TASK PROMPT: Restate the entries below word for word, omitting nothing.

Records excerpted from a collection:

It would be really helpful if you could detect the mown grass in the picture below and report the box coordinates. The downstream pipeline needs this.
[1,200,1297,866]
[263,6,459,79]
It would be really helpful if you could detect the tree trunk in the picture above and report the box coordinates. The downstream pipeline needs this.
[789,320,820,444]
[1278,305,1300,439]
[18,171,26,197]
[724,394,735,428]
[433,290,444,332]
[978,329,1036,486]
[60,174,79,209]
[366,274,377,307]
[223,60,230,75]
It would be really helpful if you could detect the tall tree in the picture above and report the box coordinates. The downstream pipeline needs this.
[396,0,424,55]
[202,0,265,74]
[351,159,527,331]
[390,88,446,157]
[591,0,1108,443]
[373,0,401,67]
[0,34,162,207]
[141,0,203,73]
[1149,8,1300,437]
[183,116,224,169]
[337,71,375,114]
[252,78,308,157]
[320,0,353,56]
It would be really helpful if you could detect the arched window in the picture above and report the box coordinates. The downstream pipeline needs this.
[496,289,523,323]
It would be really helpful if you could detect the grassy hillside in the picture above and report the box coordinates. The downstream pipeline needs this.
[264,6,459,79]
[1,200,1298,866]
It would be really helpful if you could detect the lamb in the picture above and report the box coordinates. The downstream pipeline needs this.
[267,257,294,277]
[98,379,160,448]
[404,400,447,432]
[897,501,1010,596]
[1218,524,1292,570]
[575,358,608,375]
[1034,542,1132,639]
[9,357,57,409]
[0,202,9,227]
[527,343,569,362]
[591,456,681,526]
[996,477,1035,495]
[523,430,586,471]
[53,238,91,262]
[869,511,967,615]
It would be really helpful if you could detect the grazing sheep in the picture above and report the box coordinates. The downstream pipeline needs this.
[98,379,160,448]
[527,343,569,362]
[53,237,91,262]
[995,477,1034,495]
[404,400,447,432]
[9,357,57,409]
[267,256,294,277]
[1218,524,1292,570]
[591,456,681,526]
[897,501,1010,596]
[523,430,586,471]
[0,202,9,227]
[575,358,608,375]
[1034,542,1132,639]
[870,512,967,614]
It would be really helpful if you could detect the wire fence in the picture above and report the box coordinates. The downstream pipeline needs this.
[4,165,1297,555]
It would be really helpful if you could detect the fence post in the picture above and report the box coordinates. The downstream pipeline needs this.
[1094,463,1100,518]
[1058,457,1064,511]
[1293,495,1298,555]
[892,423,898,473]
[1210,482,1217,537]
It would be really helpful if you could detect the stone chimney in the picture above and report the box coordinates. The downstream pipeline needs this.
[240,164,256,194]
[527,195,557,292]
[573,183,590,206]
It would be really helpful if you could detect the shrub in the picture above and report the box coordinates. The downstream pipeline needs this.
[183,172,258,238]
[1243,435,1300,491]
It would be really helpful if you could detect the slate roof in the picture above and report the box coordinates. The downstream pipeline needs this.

OUTPUT OF THE EXERCISE:
It would be really helpful if you could detect the mown grass in the picture below and report the box coordinates. The downstream pipeline needs this.
[1,200,1297,866]
[263,6,459,79]
It would be really helpful if you could detect the tree trunk in the picture above and report the box coordinates. The downstream pipeline needs this.
[789,320,820,444]
[1278,305,1300,439]
[18,171,26,197]
[724,394,735,428]
[433,290,444,332]
[978,329,1036,486]
[60,174,79,209]
[366,274,377,307]
[223,60,230,75]
It would be really helpful if you could detect the tall tree in the picture above and report the box coordinates. The downstream pipeline needs this.
[396,0,424,55]
[202,0,265,74]
[351,159,527,331]
[390,88,446,157]
[591,0,1108,443]
[373,0,401,67]
[0,34,162,207]
[141,0,203,73]
[1149,8,1300,437]
[183,116,224,169]
[337,71,375,114]
[252,78,308,157]
[320,0,353,56]
It would be really helpful if you could detect the arched window in the picture above and report the box coordinates. The downstream pipeline needs this.
[496,289,523,323]
It would be really helpful if you could detect the grassy hillside in the picture above and report the box coordinates. The downstream pipeline needs this.
[264,6,459,79]
[1,200,1298,866]
It would be really helpful if you could detect the lamb in the picture above and report the box coordinates. The downstream pipeline needs this.
[267,257,294,277]
[98,379,160,448]
[404,400,447,432]
[897,501,1010,596]
[1218,524,1292,570]
[575,358,608,375]
[1034,542,1132,639]
[9,357,57,409]
[0,202,9,227]
[527,343,569,362]
[591,456,681,526]
[996,477,1035,495]
[523,430,586,471]
[53,238,91,262]
[869,511,967,615]
It would be really helpful if you could detect the grazing sheep in the picture above and report the box coordinates. The downstream pipeline needs this.
[98,379,160,448]
[527,343,569,362]
[53,237,91,262]
[995,477,1034,495]
[404,400,447,432]
[9,357,57,409]
[267,256,294,277]
[1218,524,1292,570]
[591,456,681,526]
[897,501,1010,596]
[523,430,586,471]
[0,202,9,227]
[575,358,608,375]
[1034,542,1132,639]
[870,512,967,614]
It would be really helpful if you could detect the wire fence in the picture above and report the box coordinates. The downstream pipeline needs this.
[4,165,1297,555]
It would be really helpful if you could detect the fence post in the picture above and report the box coordinates. The downstream pipeline needs this.
[1094,463,1100,518]
[1058,457,1064,511]
[1293,495,1298,555]
[892,423,898,473]
[1210,482,1217,537]
It would be really helpful if you could detect the stone chimney in the picture above and report the box coordinates. The downstream pipeline needs this.
[240,164,256,194]
[527,195,557,292]
[573,183,590,206]
It would be really helpful if you could detect the shrub in the picture above and report the box coordinates. The downstream pipeline needs this.
[183,172,258,238]
[1243,435,1300,491]
It would be really helpful if you could detect the slate roof in the picture above and report the box coordinates. The downstream pipeline needs this.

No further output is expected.